*CHALLENGE:* Transcribe the records that follow. Keep every word exactly, and drop the pictures.

Stored entries
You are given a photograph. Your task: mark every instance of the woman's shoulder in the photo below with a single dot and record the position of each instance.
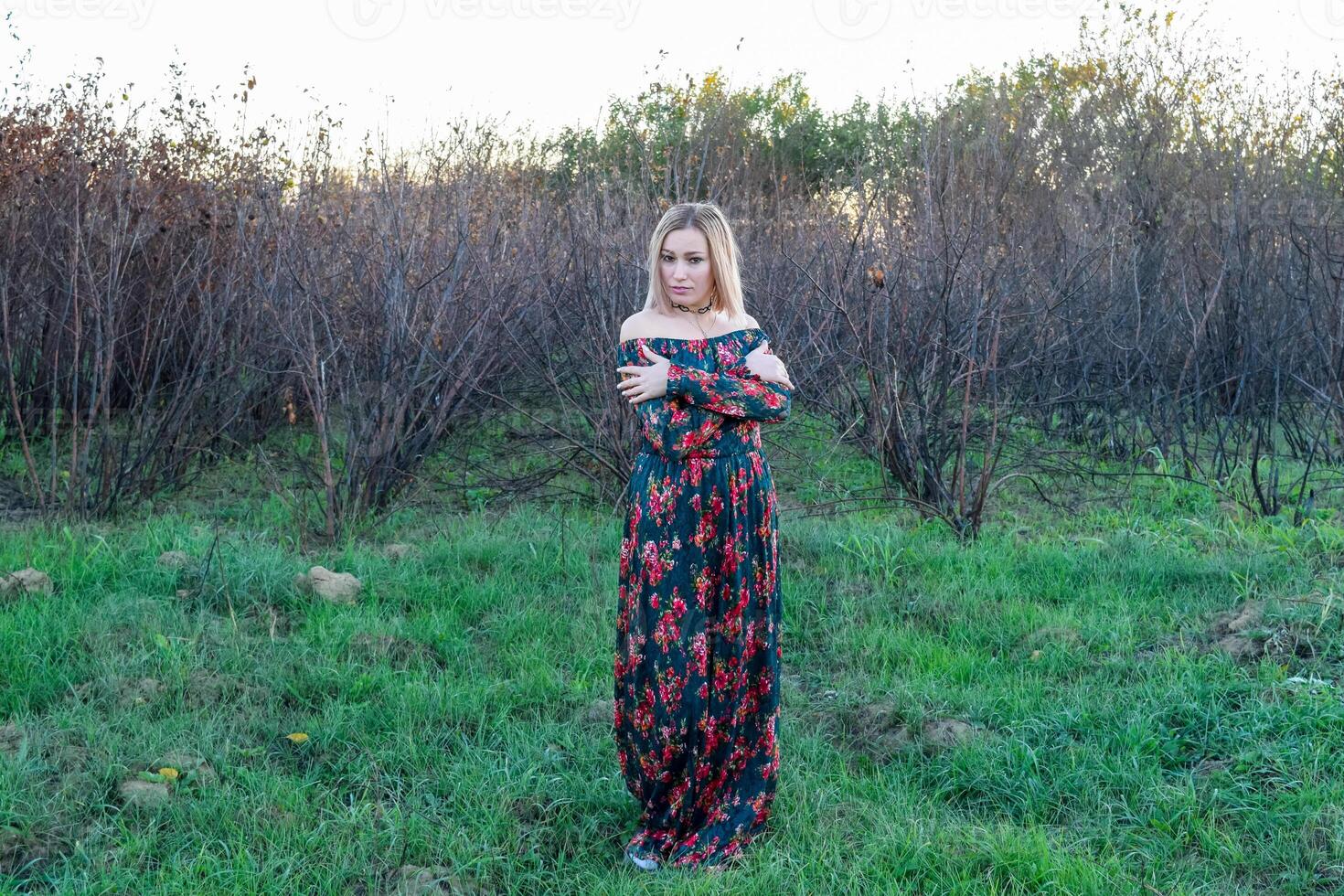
(645, 324)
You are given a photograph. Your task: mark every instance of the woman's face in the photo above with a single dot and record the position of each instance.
(684, 262)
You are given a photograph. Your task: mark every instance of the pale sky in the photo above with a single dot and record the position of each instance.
(403, 68)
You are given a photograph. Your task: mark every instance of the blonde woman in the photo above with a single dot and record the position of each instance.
(698, 626)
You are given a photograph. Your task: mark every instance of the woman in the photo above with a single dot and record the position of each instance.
(698, 624)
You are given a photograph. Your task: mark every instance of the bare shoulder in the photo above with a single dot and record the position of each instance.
(646, 324)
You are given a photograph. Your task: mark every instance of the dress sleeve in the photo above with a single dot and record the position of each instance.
(732, 391)
(672, 427)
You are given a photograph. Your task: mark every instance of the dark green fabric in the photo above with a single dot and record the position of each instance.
(698, 626)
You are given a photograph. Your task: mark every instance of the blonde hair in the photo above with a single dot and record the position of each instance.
(723, 257)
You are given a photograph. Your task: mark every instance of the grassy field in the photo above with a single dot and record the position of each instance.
(1143, 696)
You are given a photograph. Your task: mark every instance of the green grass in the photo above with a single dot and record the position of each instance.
(1112, 750)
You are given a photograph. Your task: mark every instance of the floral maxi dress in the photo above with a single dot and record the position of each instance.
(698, 624)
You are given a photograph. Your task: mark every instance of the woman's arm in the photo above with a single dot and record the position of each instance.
(740, 392)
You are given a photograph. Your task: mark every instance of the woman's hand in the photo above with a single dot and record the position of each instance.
(766, 366)
(648, 380)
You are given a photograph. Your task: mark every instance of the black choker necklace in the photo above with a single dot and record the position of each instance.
(698, 311)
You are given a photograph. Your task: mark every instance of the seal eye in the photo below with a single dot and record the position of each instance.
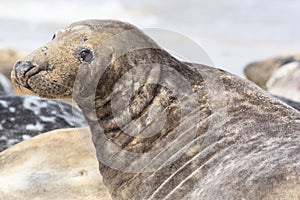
(85, 55)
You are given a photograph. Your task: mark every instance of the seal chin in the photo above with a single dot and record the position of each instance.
(23, 71)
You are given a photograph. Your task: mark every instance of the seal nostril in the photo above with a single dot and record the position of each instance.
(22, 67)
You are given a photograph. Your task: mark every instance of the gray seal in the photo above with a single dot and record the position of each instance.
(163, 128)
(23, 117)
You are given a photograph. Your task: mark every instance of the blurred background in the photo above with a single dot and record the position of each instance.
(231, 32)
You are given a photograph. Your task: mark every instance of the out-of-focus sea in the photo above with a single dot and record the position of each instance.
(231, 32)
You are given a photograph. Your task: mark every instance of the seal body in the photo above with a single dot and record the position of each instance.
(23, 117)
(166, 129)
(58, 166)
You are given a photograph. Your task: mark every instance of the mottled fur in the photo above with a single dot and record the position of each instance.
(222, 137)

*PROBLEM SOLUTION:*
You are given a photograph. Your task: mark every instance of the woman's shoulder in the photo below with a single dot and record the position of each instance.
(645, 324)
You are given a photograph. Your task: mark every instance of the woman's face in the photo above with a single dot and record the position of each instance.
(684, 262)
You are given a photograph. Your task: mark every instance of the pale sky in the photo above with a single dot and record the position of each instance.
(403, 68)
You are given a photograph. Your task: mark every instance of the blonde woman in the photo above with a single dot and record the position of each instance.
(698, 626)
You are given a photograph. Your task: mark every instance of the woman in the photo above with a single dot and record the position of each instance.
(698, 624)
You are given a photograph. Your task: mark every instance of the bare shoulder in the photo above with a single dot and record the position of each instance.
(646, 324)
You are given a photograph. Your task: mark every instance of the dress sleeve in the photo above with a single dot and record the position of each instance.
(732, 391)
(672, 427)
You are given a photograph. Your task: mark every instance of the dark green fabric in the photo above with a single dot and record the position of each instance.
(698, 626)
You are given a photograph. Your task: mark every instance of the blonde hair in the photo above with a single dot and record the position of each instance.
(723, 257)
You are given a photograph. Your task: mark every instance of the grassy field in the photo above with a single dot and record the position of each instance.
(1143, 696)
You are given a photograph. Your task: mark every instance of the green grass in the photo above with a single dot and record the position of each instance.
(1112, 750)
You are given a photograph. Your task: mark every instance of the floral maxi dress in the photo above with a single dot and record the position of each instance.
(698, 624)
You are given a photograph. Your task: mark every instance of the woman's arm in the photo above with a single dot and record the position of each instance.
(740, 392)
You are given a photograph. Your task: mark every instance of the woman's hand in the photo above with a single dot and record the position of each instance.
(766, 366)
(648, 380)
You are given a photograph. Your task: mark every instance of the black choker necklace in the photo above with a single dot and record the position of each instance.
(698, 311)
You are given a photograph. Your task: mark every instance of the seal eye in the photo below with a single dot and record the position of each instance.
(85, 55)
You are given a photograph. Your task: mark every instance of the seal chin in the photo above with a single dot and record the position of each instance.
(23, 71)
You are given a photograph. Your task: mark every instance of the seal nostril in the photo above with a single dot and record the position of each instance.
(22, 67)
You are given a photograph. Your task: mark every instance of the gray seal in the photo above with a single dot and record the position of each instance.
(163, 128)
(23, 117)
You are given a photograph. Your task: mark every instance of the blurred background in the photo above with a single dot and record the position of each instance.
(231, 32)
You are given a photograph. Your task: mark every instance of the out-of-focus sea in the photo above with a single dot and record the position of each instance.
(231, 32)
You are given a photograph. Your task: mark every instance of the seal body in the photo above with a single dot and record the position of each instance.
(23, 117)
(166, 129)
(58, 166)
You are given a photograph. Your task: mark every instance of the mottled fur in the photo above with a single dot and record the position of each instance.
(222, 137)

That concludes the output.